> **Job**
Copy out verbatim only the lines of the records below that run from the line containing "maroon jersey, the" through the line containing "x=230 y=309", both of those lines included.

[START OF Data extract]

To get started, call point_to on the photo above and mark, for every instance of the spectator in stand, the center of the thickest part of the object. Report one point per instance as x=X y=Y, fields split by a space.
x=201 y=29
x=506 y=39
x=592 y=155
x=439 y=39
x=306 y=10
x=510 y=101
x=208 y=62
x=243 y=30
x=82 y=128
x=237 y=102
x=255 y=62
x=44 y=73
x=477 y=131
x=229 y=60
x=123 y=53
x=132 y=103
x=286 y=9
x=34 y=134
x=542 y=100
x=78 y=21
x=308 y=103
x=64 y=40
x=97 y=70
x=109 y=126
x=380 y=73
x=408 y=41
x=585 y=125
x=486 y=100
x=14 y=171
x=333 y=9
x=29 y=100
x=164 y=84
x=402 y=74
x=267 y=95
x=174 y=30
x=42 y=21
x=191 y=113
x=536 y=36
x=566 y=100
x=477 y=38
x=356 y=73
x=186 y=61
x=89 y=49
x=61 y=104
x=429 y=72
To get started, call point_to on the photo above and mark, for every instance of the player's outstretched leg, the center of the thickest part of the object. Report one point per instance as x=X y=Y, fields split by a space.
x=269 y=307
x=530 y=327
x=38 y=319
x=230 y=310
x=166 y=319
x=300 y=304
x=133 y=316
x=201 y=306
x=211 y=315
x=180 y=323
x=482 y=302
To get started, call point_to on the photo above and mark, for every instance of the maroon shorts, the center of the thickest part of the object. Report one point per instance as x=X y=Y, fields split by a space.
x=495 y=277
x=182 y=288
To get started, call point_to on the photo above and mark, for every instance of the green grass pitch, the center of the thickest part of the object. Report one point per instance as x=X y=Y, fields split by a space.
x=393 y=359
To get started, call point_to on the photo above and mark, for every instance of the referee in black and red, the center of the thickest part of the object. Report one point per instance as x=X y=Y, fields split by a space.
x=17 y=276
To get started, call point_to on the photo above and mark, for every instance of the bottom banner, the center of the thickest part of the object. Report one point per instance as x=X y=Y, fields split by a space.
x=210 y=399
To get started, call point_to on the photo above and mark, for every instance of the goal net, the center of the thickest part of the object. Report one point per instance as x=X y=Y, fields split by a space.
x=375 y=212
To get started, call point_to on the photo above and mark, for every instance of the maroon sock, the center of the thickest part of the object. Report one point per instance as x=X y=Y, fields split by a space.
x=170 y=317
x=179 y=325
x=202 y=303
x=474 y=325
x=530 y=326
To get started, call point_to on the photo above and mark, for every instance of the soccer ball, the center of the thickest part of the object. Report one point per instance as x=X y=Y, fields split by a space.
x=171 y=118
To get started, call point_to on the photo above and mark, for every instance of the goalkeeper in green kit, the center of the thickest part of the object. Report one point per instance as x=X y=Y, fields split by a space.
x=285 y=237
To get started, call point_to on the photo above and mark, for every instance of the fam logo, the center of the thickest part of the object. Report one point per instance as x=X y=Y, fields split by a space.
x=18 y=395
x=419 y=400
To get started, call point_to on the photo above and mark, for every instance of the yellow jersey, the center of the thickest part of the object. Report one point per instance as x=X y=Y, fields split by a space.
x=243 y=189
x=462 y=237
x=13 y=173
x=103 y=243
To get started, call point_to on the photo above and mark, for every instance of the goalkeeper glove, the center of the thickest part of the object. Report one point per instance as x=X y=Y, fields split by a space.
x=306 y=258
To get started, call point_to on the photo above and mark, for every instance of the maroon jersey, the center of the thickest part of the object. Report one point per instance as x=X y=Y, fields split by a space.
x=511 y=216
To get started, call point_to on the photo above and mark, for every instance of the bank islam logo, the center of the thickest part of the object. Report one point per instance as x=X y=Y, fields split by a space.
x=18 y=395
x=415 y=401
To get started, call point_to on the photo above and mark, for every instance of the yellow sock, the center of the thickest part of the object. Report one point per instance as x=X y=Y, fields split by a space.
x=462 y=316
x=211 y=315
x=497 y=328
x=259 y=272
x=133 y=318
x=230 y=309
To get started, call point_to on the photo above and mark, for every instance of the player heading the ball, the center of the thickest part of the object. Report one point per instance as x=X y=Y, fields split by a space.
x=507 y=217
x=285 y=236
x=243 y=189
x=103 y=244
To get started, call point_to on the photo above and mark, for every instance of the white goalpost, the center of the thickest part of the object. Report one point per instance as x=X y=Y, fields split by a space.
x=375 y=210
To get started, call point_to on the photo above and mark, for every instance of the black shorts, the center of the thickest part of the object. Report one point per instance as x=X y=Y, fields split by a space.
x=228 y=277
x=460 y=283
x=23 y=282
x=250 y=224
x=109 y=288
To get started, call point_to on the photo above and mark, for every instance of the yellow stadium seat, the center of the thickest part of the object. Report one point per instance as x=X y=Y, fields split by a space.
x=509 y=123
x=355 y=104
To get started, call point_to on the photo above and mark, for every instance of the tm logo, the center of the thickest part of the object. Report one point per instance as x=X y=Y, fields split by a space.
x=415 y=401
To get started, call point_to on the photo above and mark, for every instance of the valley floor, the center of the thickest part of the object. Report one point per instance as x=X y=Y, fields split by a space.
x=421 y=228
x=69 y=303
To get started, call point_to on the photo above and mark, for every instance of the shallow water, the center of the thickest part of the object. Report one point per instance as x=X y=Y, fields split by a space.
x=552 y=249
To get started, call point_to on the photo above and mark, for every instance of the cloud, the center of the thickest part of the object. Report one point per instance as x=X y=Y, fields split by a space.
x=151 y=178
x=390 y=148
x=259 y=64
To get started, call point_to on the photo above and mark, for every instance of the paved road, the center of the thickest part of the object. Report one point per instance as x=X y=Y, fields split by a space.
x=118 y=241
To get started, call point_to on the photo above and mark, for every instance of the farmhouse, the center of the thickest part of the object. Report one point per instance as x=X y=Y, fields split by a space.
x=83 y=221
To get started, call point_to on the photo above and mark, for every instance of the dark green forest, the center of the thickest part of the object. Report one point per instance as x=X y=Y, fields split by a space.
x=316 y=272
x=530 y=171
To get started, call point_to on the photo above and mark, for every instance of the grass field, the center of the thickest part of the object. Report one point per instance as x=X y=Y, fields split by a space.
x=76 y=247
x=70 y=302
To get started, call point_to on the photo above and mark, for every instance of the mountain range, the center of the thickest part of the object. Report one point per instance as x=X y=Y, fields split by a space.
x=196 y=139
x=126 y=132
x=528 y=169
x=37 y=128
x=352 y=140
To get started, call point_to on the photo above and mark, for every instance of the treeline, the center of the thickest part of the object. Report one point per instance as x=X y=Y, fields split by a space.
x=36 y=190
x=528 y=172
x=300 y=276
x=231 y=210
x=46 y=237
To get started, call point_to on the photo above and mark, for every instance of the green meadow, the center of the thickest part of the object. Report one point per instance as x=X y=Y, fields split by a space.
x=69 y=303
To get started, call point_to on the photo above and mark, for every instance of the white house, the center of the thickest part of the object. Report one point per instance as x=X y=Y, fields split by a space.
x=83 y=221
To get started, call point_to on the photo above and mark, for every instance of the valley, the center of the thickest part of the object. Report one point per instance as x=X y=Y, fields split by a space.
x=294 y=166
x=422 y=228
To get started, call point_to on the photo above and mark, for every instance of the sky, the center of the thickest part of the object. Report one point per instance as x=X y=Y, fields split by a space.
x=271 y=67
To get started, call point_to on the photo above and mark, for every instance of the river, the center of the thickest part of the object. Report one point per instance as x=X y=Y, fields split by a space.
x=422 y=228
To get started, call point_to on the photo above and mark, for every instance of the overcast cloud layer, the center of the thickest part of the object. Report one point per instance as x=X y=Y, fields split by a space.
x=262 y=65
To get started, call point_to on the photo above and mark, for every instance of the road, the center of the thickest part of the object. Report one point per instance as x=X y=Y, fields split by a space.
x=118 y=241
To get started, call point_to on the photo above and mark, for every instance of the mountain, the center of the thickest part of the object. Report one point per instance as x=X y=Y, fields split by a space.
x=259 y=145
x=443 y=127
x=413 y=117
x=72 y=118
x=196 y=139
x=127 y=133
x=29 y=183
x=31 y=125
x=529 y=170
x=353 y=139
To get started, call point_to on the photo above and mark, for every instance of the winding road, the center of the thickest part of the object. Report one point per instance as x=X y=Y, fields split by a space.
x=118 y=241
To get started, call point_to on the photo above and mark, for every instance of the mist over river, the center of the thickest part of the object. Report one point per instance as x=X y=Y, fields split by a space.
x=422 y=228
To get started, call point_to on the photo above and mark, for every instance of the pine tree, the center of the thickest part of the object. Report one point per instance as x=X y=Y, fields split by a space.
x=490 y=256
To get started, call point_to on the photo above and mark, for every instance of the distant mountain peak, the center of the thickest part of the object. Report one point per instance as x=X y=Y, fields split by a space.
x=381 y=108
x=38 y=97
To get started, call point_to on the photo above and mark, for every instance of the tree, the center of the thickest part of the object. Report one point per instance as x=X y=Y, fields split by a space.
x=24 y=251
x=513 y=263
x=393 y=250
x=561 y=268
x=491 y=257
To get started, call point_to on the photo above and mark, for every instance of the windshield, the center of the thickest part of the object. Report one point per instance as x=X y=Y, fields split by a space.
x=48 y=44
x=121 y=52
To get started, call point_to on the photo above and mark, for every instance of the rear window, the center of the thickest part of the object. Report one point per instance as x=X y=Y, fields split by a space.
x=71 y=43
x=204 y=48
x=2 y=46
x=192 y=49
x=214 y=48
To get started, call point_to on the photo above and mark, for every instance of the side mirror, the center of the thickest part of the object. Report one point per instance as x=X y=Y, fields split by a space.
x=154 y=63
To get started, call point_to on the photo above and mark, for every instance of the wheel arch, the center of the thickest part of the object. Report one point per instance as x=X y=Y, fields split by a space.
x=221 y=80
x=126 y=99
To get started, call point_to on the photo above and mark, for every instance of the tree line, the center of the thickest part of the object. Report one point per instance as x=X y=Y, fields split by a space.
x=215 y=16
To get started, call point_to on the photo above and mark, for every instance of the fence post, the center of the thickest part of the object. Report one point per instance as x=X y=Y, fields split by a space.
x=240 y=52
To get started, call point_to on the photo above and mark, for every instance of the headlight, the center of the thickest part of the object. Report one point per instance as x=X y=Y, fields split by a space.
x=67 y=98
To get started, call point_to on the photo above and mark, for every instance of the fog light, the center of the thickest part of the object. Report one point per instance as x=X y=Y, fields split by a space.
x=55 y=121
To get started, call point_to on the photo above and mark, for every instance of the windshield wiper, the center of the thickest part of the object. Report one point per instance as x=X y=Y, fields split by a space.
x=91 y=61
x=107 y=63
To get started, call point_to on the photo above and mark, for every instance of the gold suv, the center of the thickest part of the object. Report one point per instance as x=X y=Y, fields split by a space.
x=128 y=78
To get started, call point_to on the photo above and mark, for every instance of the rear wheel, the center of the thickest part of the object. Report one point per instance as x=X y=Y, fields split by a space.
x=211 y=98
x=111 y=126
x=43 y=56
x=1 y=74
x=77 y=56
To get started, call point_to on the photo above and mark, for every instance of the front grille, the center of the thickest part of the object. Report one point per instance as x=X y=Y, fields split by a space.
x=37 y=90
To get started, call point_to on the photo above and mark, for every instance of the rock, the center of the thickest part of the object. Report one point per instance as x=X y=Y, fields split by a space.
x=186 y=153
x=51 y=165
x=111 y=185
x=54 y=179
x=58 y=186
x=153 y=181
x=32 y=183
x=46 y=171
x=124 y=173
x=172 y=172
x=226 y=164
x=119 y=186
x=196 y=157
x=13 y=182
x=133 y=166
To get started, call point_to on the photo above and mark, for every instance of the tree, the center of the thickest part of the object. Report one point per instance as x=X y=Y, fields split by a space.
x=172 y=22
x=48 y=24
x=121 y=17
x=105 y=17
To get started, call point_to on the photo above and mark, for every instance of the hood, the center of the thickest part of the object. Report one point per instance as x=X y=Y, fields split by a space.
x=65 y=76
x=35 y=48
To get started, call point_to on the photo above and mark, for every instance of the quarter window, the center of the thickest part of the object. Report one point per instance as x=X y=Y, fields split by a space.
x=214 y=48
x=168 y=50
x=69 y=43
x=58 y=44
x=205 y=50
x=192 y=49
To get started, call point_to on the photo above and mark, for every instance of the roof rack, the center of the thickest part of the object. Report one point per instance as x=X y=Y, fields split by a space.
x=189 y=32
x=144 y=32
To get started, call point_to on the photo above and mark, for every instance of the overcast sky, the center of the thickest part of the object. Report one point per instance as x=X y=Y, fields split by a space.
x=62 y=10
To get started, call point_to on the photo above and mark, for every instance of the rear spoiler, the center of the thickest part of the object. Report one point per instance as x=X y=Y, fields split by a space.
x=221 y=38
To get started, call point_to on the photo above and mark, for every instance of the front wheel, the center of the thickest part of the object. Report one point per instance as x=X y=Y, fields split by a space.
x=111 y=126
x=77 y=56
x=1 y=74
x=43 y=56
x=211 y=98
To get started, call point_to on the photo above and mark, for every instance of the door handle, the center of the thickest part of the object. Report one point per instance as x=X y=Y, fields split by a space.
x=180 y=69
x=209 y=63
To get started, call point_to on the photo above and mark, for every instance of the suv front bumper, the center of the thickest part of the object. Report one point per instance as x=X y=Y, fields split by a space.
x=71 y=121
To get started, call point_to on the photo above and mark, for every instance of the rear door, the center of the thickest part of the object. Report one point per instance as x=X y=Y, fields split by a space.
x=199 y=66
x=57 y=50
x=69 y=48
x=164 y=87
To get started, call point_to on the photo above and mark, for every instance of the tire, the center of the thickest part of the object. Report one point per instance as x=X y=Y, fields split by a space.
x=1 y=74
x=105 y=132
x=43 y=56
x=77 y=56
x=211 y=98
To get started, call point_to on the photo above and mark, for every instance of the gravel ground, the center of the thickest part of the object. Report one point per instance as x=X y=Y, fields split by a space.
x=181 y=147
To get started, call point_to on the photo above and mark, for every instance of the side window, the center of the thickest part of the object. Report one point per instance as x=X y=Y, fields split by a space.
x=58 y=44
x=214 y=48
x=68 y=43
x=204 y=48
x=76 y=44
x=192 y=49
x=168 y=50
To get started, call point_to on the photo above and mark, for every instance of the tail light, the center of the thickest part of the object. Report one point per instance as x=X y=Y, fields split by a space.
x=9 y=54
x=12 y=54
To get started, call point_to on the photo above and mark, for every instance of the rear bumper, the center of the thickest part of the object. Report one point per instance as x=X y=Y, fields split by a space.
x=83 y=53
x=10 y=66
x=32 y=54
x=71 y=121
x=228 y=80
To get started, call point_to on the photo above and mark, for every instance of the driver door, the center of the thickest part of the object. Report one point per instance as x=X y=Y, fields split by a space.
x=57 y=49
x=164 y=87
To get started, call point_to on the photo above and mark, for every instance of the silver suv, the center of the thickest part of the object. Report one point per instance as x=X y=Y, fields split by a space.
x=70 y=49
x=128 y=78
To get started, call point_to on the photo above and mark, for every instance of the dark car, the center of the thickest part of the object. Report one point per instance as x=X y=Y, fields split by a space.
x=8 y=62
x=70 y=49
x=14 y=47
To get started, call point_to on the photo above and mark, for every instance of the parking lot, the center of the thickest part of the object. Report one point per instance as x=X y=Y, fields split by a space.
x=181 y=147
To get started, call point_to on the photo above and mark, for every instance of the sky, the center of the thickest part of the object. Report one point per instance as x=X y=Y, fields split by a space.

[END OF Data extract]

> **Result for this task**
To get started, call point_to on the photo above and mark, for every instance of the maroon jersey, the center of the thickest part of the object. Report one point per instance as x=X y=Y, fields split by a space.
x=511 y=216
To get started, call point_to on the photo above and mark, for every instance of the bank islam logo, the center of the thickest part of the object. Report one point per instance as x=X y=Y, fields split by a space.
x=18 y=395
x=415 y=401
To get started, call point_to on the photo above and mark, for every instance of the yellow sock, the center of the thickest part of the object. Report one point per instance as x=X y=Y, fields split by a space.
x=462 y=316
x=211 y=315
x=497 y=328
x=259 y=272
x=133 y=318
x=230 y=309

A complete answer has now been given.